The problem
Please restate every record below word for word.

Available data
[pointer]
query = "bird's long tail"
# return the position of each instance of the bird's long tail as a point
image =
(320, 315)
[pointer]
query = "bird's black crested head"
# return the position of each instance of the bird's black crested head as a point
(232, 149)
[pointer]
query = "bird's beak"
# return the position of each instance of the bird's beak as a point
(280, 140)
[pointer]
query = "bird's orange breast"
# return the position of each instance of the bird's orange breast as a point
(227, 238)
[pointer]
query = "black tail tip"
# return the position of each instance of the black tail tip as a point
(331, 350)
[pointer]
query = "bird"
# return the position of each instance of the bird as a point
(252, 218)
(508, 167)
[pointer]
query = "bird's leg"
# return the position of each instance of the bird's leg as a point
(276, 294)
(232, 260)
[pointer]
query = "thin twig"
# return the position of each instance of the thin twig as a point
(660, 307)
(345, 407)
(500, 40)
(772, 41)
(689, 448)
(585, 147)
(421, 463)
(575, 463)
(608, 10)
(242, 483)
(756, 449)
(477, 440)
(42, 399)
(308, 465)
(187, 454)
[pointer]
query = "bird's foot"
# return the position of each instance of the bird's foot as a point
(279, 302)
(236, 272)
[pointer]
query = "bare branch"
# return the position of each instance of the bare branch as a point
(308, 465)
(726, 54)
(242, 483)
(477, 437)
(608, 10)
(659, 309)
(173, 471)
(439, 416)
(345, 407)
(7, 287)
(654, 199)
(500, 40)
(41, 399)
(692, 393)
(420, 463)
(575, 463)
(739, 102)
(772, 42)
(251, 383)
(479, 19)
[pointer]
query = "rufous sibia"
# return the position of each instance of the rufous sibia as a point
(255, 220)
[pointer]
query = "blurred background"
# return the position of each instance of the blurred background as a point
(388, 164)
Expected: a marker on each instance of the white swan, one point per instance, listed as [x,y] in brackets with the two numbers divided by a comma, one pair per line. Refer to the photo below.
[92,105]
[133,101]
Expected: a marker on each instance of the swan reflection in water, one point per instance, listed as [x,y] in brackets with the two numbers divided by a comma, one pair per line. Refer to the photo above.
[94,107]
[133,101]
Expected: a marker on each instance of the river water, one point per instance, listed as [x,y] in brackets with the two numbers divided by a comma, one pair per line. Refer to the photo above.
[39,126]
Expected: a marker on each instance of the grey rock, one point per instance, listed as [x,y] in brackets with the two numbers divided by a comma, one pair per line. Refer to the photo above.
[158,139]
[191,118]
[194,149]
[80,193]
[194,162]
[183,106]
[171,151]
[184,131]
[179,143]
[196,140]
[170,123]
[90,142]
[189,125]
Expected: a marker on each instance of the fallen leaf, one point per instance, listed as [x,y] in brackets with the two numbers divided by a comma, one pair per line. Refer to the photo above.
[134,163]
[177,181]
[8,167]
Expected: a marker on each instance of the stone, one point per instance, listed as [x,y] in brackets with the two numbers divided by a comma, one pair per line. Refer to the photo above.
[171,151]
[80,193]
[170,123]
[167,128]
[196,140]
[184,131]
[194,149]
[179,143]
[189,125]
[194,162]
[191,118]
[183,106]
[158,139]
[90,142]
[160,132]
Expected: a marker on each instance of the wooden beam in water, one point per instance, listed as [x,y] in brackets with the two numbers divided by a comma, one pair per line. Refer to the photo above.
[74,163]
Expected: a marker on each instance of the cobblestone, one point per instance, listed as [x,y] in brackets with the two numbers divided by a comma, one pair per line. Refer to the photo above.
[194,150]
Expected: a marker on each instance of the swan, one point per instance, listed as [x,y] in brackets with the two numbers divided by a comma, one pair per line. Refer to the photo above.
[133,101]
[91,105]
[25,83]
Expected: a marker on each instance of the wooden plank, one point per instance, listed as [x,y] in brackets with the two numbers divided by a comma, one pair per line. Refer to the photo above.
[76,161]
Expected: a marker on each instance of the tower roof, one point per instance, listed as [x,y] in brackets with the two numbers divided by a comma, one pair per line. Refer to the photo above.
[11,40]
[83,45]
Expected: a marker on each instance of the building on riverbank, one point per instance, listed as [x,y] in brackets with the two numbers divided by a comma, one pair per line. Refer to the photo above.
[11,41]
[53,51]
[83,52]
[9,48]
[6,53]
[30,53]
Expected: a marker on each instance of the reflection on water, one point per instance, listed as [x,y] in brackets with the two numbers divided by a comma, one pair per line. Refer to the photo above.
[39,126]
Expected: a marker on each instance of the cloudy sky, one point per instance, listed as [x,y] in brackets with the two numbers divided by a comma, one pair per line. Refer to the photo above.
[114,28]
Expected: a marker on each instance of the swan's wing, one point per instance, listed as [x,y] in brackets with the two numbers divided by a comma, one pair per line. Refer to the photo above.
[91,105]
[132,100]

Reply to the task
[pointer]
query = "bird's long tail"
# return the position of each instance of the bird's long tail as a point
image =
(320, 315)
[pointer]
query = "bird's black crested head"
# return the position of each instance of the bird's black crested head as a point
(232, 149)
[pointer]
query = "bird's beak"
# return the position of each instance of the bird's beak as a point
(280, 140)
[pointer]
query = "bird's orange breast"
# return the position of each instance of the bird's orange breast as a point
(227, 238)
[pointer]
query = "black tail tip"
# return the position of each instance of the black tail tip as a point
(331, 350)
[pointer]
query = "bird"
# return the position of each instance of the bird as a point
(252, 218)
(508, 167)
[pointer]
query = "bird's leg"
# return the position of each instance of the bird's leg as a point
(276, 294)
(232, 260)
[pointer]
query = "thin twig"
# return the position of each instance of the thin twig as a point
(660, 307)
(345, 407)
(500, 40)
(772, 41)
(689, 448)
(585, 147)
(421, 463)
(575, 463)
(608, 10)
(242, 483)
(756, 449)
(477, 440)
(42, 399)
(308, 465)
(187, 454)
[pointer]
query = "bird's foot"
# return the position of each instance of the bird's foot as a point
(279, 302)
(236, 272)
[pointer]
query = "bare branch"
# return the position of each instance of the bare branch as a point
(308, 465)
(726, 54)
(242, 483)
(477, 437)
(608, 10)
(659, 309)
(173, 471)
(439, 416)
(345, 407)
(7, 287)
(654, 199)
(500, 40)
(41, 399)
(692, 393)
(420, 463)
(575, 463)
(739, 102)
(772, 42)
(251, 383)
(479, 19)
[pointer]
query = "rufous sibia"
# return the position of each instance of the rufous sibia as a point
(255, 220)
[pointer]
query = "blurred background"
# return the position of each instance of the blurred background as a point
(388, 164)
Expected: a marker on each instance of the white swan, one point per instance, listed as [x,y] in brackets with the two numbers divided by a comma, one pair per line. Refer to the photo below.
[92,105]
[133,101]
Expected: a marker on each instance of the swan reflection in water, one point per instance, listed as [x,y] in brackets with the two numbers divided by a comma, one pair per line. Refer to the photo above.
[94,107]
[133,101]
Expected: a marker on each instance of the river water, one point per instance, listed as [x,y] in brackets with the two numbers divided by a comma, one pair per line. Refer to the photo above.
[39,126]
Expected: a marker on each instance of the grey rock, one point per instance, listed as [x,y] in brackets with the two numbers divided by a comma, one pair per line. Refer to the photo above.
[158,139]
[191,118]
[194,149]
[80,193]
[194,162]
[183,106]
[171,151]
[184,131]
[179,143]
[196,140]
[170,123]
[90,142]
[189,125]
Expected: a marker on each instance of the fallen leaf, one point per instance, listed as [x,y] in brackets with the two numbers divided by a comma, one pair per line. Refer to the photo above.
[134,163]
[177,181]
[8,167]
Expected: a marker on each instance of the stone, one point per instance, listed as [x,y] in brackets with the two numbers divided by a comma, one pair per line. Refer to the photo above.
[171,151]
[80,193]
[170,123]
[167,128]
[196,140]
[184,131]
[194,149]
[179,143]
[189,125]
[194,162]
[191,118]
[183,106]
[158,139]
[90,142]
[160,132]
Expected: a marker on each instance of the wooden beam in water, one point per instance, listed as [x,y] in brackets with the two numbers divided by a comma, one pair per line. Refer to the photo above.
[74,163]
Expected: a marker on each instance of the cobblestone, one point per instance, listed as [x,y] in brackets with the two numbers divided by a comma, one pair per line. Refer to the photo above.
[194,150]
Expected: a marker on each instance of the swan, one point per instance, listed as [x,y] in brackets with the two numbers divided by a comma, one pair per line. Refer to the photo above.
[133,101]
[91,105]
[25,83]
Expected: a marker on each instance of the wooden plank, one point per instance, listed as [x,y] in brackets with the two numbers divided by a comma, one pair per line. Refer to the photo above.
[76,161]
Expected: a marker on each instance of the tower roof, one point per instance, listed as [x,y] in brackets with the two numbers divided by a comma, one pair per line. Refer to the photo above.
[11,40]
[83,45]
Expected: a marker on each instance of the building on riverbank, one point per instance, listed as [x,y] in brackets with the two numbers divided by a comma, one pair per line. Refer to the photo above.
[11,41]
[53,51]
[83,52]
[9,48]
[6,53]
[30,53]
Expected: a marker on each instance of the reflection on water, one point per instance, listed as [x,y] in brackets with the two numbers divided by a comma, one pair per line. Refer to the photo above.
[39,126]
Expected: a marker on each instance of the cloudy sky, one point per instance, listed as [x,y] in brackets with the two numbers divided by a comma, one pair per line. Refer to the photo above.
[114,28]
Expected: a marker on each instance of the swan's wing, one point per instance, listed as [x,y] in brackets with the two numbers divided by a comma, one pair per line. Refer to the photo above.
[91,105]
[132,100]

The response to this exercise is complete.